PASSAGE TO READ -
** Begin **

My former doctoral student and I wrote a paper about the “heroic” assumptions surrounding VAMs. We titled it “Truths” Devoid of Empirical Proof: Underlying Assumptions Surrounding Value-Added Models in Teacher Evaluation” and it was just published in the esteemed Teachers College Record (TCR). It is also open and accessible for one week, for free, here. I have also pasted the abstract below for more information.
Abstract
Despite the overwhelming and research-based concerns regarding value-added models (VAMs), VAM advocates, policymakers, and supporters continue to hold strong to VAMs’ purported, yet still largely theoretical strengths and potentials. Those advancing VAMs have, more or less, adopted and promoted a set of agreed-upon, albeit “heroic” set of assumptions, without independent, peer-reviewed research in support. These “heroic” assumptions transcend promotional, policy, media, and research-based pieces, but they have never been fully investigated, explicated, or made explicit as a set or whole. These assumptions, though often violated, are often ignored in order to promote VAM adoption and use, and also to sell for-profits’ and sometimes non-profits’ VAM-based systems to states and districts. The purpose of this study was to make obvious the assumptions that have been made within the VAM narrative and that, accordingly, have often been accepted without challenge. Ultimately, sources for this study included 470 distinctly different written pieces, from both traditional and non-traditional sources. The results of this analysis suggest that the preponderance of sources propagating unfounded assertions are fostering a sort of VAM echo chamber that seems impenetrable by even the most rigorous and trustworthy empirical evidence.

** End **

THE REQUEST -
Rewrite the text on value-added models from "My former doctoral" up to and including "for more information.", putting "graduate student" in place of "doctoral student". The material after this point stands apart from the text on value-added models.

DATASET ENTRIES -
** Begin **

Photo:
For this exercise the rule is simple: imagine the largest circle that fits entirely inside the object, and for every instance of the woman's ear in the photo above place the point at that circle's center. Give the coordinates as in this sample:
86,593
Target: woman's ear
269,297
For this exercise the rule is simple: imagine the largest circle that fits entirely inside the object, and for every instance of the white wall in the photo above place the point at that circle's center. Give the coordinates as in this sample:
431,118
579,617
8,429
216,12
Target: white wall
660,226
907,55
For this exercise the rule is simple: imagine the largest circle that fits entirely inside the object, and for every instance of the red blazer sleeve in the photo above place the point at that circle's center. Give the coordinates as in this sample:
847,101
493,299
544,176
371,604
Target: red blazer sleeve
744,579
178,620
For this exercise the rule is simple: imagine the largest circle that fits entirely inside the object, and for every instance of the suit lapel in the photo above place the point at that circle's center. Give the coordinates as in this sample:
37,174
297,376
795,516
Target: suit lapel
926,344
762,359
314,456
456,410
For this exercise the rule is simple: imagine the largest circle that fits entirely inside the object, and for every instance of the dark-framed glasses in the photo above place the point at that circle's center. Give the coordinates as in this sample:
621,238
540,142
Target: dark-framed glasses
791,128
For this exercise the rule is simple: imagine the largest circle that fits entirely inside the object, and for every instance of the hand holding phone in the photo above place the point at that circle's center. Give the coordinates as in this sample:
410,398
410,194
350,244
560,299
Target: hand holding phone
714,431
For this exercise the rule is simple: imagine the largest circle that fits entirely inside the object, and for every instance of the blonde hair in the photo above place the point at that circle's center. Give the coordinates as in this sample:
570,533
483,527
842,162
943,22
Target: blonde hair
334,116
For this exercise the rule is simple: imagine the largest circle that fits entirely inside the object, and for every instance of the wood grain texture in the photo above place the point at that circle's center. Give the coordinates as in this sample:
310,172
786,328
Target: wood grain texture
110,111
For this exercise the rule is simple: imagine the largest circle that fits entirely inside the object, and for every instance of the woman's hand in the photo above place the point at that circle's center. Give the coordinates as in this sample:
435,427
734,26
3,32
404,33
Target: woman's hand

** End **

TASK SOLUTION -
My former graduate student and I wrote a paper about the “heroic” assumptions surrounding VAMs. We titled it “Truths” Devoid of Empirical Proof: Underlying Assumptions Surrounding Value-Added Models in Teacher Evaluation” and it was just published in the esteemed Teachers College Record (TCR). It is also open and accessible for one week, for free, here. I have also pasted the abstract below for more information.